*Instructions to follow:*
Turn the lines below into a numbered list, leaving out any blank lines.

*Entries shown:*
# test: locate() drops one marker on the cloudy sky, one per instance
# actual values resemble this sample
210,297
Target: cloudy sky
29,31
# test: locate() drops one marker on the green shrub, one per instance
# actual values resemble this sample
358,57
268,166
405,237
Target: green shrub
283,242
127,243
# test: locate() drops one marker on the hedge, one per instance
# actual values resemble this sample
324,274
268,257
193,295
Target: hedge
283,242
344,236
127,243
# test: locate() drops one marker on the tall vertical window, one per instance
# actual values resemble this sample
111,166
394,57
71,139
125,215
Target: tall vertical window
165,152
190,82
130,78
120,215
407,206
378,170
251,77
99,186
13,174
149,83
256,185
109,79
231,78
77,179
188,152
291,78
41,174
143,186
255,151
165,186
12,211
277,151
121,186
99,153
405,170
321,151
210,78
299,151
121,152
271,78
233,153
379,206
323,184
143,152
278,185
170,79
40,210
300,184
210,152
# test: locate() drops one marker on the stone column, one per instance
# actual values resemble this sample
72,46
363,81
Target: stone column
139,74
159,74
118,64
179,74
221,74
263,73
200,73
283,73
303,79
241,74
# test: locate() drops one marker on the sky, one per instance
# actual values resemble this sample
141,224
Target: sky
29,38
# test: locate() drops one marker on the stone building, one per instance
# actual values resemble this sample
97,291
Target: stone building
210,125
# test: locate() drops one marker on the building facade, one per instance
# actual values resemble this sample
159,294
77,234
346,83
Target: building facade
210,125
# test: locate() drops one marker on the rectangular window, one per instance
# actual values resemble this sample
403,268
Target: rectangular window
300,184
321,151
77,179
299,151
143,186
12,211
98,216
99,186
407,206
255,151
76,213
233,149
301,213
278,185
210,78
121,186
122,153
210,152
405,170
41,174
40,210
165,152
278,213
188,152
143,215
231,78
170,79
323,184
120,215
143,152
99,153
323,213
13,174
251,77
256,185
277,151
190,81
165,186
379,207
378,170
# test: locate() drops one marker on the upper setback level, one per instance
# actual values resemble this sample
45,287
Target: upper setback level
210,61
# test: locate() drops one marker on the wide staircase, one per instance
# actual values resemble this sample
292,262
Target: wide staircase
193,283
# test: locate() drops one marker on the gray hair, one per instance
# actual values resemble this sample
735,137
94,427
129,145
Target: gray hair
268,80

*Output:*
1. # test: locate() drops one marker on the cloudy sky, one per instance
2. # actual values resemble this sample
3. 210,297
4. Target: cloudy sky
5. 29,31
6. # test: locate() drops one marker on the green shrub, one per instance
7. # actual values resemble this sample
8. 358,57
9. 268,166
10. 405,237
11. Target: green shrub
12. 283,242
13. 127,243
14. # test: locate() drops one marker on the hedge, one per instance
15. # actual values resemble this sample
16. 324,274
17. 268,257
18. 193,295
19. Target: hedge
20. 283,242
21. 344,236
22. 127,243
23. # test: locate() drops one marker on the tall vertical window, one per instance
24. # actual values resemble this sample
25. 111,166
26. 394,57
27. 71,139
28. 125,215
29. Target: tall vertical window
30. 165,152
31. 190,82
32. 130,78
33. 120,215
34. 407,206
35. 378,170
36. 251,77
37. 99,186
38. 13,174
39. 149,83
40. 256,185
41. 109,79
42. 231,78
43. 77,179
44. 188,152
45. 291,78
46. 41,174
47. 143,186
48. 255,151
49. 165,186
50. 12,211
51. 277,151
52. 121,186
53. 99,153
54. 405,170
55. 321,151
56. 210,78
57. 299,151
58. 121,152
59. 271,78
60. 233,153
61. 379,206
62. 323,184
63. 143,152
64. 278,185
65. 170,79
66. 40,210
67. 300,184
68. 210,152
69. # test: locate() drops one marker on the stone column, one per instance
70. # actual values resemble this sample
71. 72,46
72. 363,81
73. Target: stone column
74. 139,74
75. 159,74
76. 118,64
77. 179,74
78. 221,74
79. 263,73
80. 200,73
81. 283,73
82. 303,79
83. 241,74
84. # test: locate() drops one marker on the sky, one per instance
85. # actual values resemble this sample
86. 141,224
87. Target: sky
88. 29,38
89. # test: locate() drops one marker on the stone building, one per instance
90. # actual values resemble this sample
91. 97,291
92. Target: stone building
93. 210,125
94. # test: locate() drops one marker on the building facade, one per instance
95. # actual values resemble this sample
96. 159,294
97. 77,234
98. 346,83
99. Target: building facade
100. 210,125
101. # test: locate() drops one marker on the rectangular window, one per instance
102. # actual values resemble this sample
103. 403,268
104. Target: rectangular window
105. 300,184
106. 321,151
107. 77,179
108. 299,151
109. 143,186
110. 12,211
111. 98,216
112. 99,186
113. 407,206
114. 255,151
115. 76,213
116. 233,149
117. 301,213
118. 278,185
119. 210,78
120. 121,186
121. 122,153
122. 210,152
123. 405,170
124. 41,174
125. 40,210
126. 165,152
127. 278,213
128. 188,152
129. 143,215
130. 231,78
131. 170,79
132. 323,184
133. 120,215
134. 143,152
135. 99,153
136. 323,213
137. 13,174
138. 251,77
139. 256,185
140. 277,151
141. 190,81
142. 165,186
143. 379,207
144. 378,170
145. # test: locate() drops one marker on the upper setback level, one per instance
146. # actual values resemble this sample
147. 45,287
148. Target: upper setback level
149. 210,61
150. # test: locate() drops one marker on the wide staircase, one per instance
151. # actual values resemble this sample
152. 292,262
153. Target: wide staircase
154. 193,283
155. # test: locate() drops one marker on the gray hair, one per instance
156. # actual values resemble this sample
157. 735,137
158. 94,427
159. 129,145
160. Target: gray hair
161. 268,80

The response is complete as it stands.